→ **WHAT YOU ARE ASKED TO DO**
Starting at the line containing "in [158, 90]." and ending at the close of the listing, reproduce those lines with "collar" swapped for "sleeve", leaving everything else unchanged.

--- START OF MATERIAL PROVIDED ---

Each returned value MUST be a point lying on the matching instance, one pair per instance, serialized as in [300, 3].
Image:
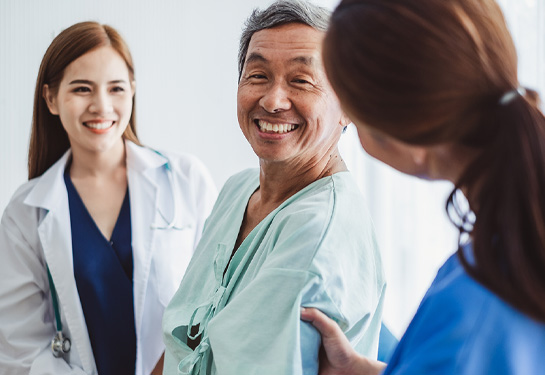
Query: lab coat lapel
[55, 235]
[142, 169]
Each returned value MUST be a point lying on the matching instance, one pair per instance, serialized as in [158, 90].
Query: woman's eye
[82, 89]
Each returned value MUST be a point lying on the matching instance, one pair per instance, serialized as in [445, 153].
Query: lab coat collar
[45, 193]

--- END OF MATERIAL PROVIDED ---

→ **RIGHT ANSWER**
Each returned value MUST be a point lying on the matching instance, one pair per instance, serialized as in [158, 90].
Query: woman's eye
[82, 89]
Each returned value MUST be a point lying on the matching instance, one pair per instance, serialized as in [445, 153].
Query: lab coat sleeve
[45, 193]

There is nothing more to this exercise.